In the records below, find the line containing "Point on each instance of the texas"; give it again exactly, along with every line that follows, and nothing else.

[Coordinate annotation records]
□ □ □ □ □
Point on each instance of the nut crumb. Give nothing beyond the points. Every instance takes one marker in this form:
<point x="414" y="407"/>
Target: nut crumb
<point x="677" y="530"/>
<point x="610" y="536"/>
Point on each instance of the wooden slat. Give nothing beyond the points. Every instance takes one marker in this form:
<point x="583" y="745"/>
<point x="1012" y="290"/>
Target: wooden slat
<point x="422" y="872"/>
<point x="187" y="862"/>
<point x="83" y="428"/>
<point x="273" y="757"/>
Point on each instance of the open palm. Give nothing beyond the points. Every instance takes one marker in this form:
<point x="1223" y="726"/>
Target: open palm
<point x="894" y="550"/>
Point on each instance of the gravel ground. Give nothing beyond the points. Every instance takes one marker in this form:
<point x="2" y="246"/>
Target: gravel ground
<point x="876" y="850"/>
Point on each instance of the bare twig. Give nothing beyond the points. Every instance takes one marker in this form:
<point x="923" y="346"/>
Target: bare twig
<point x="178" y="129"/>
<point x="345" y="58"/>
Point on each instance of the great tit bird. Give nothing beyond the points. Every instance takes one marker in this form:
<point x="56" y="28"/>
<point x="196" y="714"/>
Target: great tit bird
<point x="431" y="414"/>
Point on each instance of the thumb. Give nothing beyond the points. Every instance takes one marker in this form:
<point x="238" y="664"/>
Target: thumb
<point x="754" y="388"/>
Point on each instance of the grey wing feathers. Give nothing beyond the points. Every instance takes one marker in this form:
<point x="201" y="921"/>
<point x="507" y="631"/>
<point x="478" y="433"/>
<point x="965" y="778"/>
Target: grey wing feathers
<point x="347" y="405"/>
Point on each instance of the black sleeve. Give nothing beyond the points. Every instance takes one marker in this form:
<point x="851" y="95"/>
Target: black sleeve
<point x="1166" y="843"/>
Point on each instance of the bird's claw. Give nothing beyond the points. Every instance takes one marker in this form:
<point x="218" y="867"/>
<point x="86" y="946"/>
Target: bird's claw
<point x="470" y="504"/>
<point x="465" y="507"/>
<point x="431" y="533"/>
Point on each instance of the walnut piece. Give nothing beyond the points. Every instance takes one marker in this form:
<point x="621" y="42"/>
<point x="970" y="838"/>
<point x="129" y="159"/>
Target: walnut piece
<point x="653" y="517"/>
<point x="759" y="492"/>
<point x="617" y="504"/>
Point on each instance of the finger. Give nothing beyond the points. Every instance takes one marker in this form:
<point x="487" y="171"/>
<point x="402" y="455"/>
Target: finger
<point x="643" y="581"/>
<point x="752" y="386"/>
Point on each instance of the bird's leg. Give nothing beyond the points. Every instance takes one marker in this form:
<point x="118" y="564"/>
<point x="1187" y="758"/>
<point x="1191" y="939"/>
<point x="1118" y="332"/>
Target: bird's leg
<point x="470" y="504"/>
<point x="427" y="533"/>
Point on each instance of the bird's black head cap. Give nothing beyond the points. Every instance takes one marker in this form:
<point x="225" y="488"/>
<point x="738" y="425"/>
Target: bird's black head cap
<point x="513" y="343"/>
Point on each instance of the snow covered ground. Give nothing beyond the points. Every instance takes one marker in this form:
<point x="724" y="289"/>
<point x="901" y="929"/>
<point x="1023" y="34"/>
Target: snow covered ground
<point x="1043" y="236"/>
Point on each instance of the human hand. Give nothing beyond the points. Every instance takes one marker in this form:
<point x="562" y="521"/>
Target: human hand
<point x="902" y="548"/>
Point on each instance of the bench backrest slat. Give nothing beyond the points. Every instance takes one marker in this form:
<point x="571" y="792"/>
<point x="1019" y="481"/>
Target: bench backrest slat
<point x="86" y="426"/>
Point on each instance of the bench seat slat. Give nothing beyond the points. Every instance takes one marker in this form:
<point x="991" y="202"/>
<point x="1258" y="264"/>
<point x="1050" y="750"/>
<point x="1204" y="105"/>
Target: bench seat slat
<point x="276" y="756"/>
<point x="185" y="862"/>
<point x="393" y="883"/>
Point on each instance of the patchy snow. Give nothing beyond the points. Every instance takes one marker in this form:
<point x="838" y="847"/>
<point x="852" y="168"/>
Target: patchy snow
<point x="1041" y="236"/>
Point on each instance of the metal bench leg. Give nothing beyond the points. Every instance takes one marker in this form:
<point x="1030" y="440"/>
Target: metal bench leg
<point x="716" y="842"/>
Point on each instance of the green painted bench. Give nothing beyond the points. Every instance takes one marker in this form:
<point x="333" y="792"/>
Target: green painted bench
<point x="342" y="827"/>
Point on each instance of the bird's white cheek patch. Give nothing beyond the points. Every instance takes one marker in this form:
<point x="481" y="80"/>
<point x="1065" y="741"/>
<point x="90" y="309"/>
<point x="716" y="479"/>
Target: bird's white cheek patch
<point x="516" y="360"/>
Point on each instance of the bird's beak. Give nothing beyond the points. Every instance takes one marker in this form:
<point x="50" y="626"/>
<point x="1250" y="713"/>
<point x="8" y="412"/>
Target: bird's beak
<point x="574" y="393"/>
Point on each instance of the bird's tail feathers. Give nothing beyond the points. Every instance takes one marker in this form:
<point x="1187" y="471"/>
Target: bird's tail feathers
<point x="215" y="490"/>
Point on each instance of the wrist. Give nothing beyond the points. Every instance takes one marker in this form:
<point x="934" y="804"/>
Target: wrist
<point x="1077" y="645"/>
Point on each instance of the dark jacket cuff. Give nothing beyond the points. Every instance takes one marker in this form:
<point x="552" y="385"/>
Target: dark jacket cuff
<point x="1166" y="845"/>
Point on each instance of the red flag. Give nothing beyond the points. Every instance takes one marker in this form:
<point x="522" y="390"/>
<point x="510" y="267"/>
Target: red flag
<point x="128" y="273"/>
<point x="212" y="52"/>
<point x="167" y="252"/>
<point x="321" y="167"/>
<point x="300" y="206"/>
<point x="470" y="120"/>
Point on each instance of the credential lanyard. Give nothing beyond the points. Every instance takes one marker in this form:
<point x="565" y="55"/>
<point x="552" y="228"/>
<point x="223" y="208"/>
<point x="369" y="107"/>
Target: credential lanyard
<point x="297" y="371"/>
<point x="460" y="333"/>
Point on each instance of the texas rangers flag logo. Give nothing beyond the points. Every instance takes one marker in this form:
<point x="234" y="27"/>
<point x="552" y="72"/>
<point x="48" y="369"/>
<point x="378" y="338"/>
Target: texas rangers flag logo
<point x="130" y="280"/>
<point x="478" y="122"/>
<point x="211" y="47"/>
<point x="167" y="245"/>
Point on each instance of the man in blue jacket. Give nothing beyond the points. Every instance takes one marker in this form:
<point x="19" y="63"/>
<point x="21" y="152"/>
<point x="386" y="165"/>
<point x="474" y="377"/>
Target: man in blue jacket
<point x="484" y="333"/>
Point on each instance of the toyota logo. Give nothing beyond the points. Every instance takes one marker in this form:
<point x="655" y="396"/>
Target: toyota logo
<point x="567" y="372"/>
□ □ □ □ □
» **ANSWER BELOW**
Point on each instance of the texas rangers flag logo. Give nothing beyond the points. Every instance takes one marker in this form:
<point x="234" y="27"/>
<point x="552" y="72"/>
<point x="48" y="369"/>
<point x="378" y="338"/>
Target: texas rangers flag logo
<point x="130" y="280"/>
<point x="478" y="122"/>
<point x="211" y="47"/>
<point x="167" y="245"/>
Point on each instance of the man in blue jacket. Give nothing beyond the points. Every instance takes one marker in this form:
<point x="19" y="63"/>
<point x="21" y="152"/>
<point x="386" y="165"/>
<point x="474" y="377"/>
Target: man in blue jacket
<point x="484" y="333"/>
Point on each instance of the toyota logo. Give nothing beyond the points. Every instance takes one marker in this form:
<point x="655" y="396"/>
Target: toyota logo
<point x="567" y="372"/>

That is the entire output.